Wenn Ihnen jemand direkt in die Augen schaut, ist Ihr erster Instinkt, wegzuschauen oder den Blick zu erwidern?

In einem Blog-Beitrag für Psychology Today erörtert Audrey Nelson, wie ununterbrochener Augenkontakt für zehn Sekunden oder länger beunruhigend ist. Er kann dem Empfänger das Gefühl geben, dass er etwas zwischen den Zähnen hat oder dass er herausgefordert wird.

Es muss jedoch nicht unbedingt ein längerer Augenkontakt sein, damit sich manche Menschen unwohl fühlen. Manche Menschen mögen es einfach nicht, anderen Menschen in die Augen zu sehen. Menschen mit Autismus zum Beispiel können es als unglaublich anstrengend empfinden, jemandem in die Augen zu sehen.

Einträge zur Positionsmarkierung von Objekten:
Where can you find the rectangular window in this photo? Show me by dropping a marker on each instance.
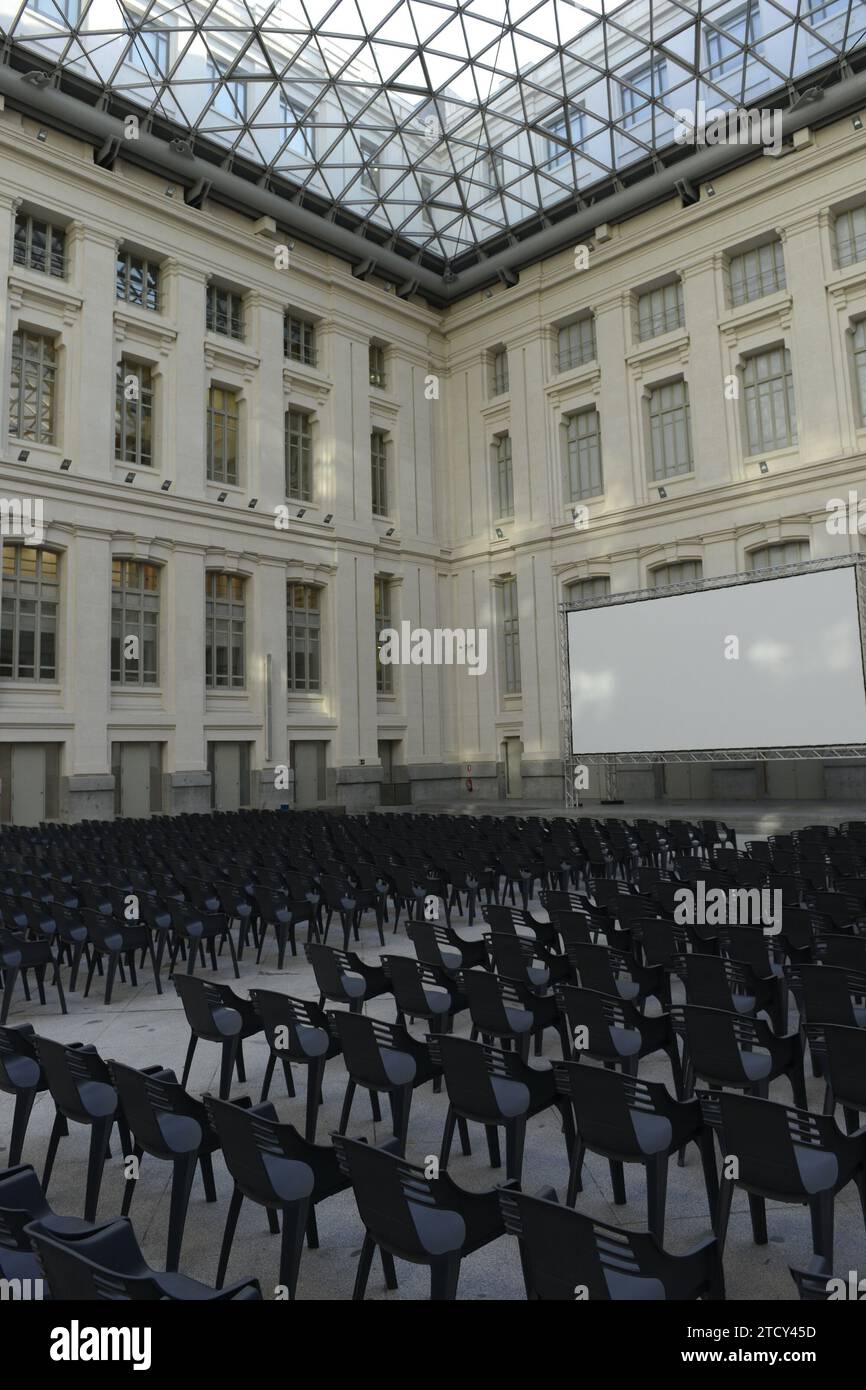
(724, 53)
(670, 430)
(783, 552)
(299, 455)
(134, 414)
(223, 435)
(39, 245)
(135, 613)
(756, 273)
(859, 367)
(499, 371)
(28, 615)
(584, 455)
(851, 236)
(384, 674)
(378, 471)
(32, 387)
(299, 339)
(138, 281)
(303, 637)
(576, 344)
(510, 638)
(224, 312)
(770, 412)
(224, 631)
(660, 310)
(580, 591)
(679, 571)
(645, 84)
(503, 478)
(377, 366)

--

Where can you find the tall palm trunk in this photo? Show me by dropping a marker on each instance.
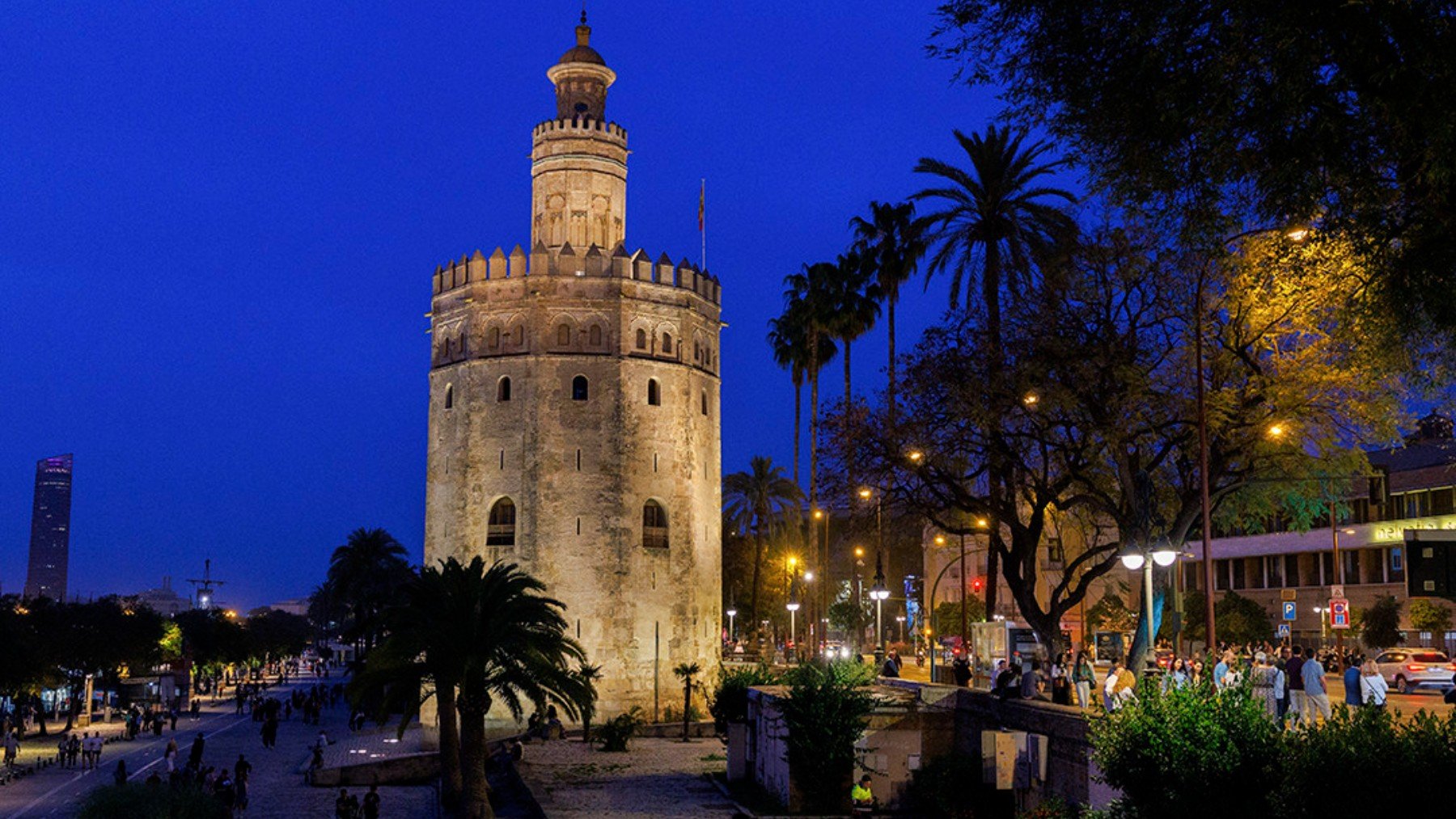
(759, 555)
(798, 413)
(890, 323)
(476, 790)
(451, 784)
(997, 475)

SCHRIFTLICHE AUFGABE:
Erläutern Sie in ein bis drei Sätzen anhand des Textes über Augenkontakt, weshalb ununterbrochener Augenkontakt von zehn Sekunden oder länger beunruhigend wirkt. Das Material wird für die Bearbeitung nicht benötigt.

LÖSUNG:
Ununterbrochener Augenkontakt von zehn Sekunden oder länger kann beim Empfänger das Gefühl auslösen, etwas zwischen den Zähnen zu haben. Ebenso kann er ihm den Eindruck vermitteln, herausgefordert zu werden.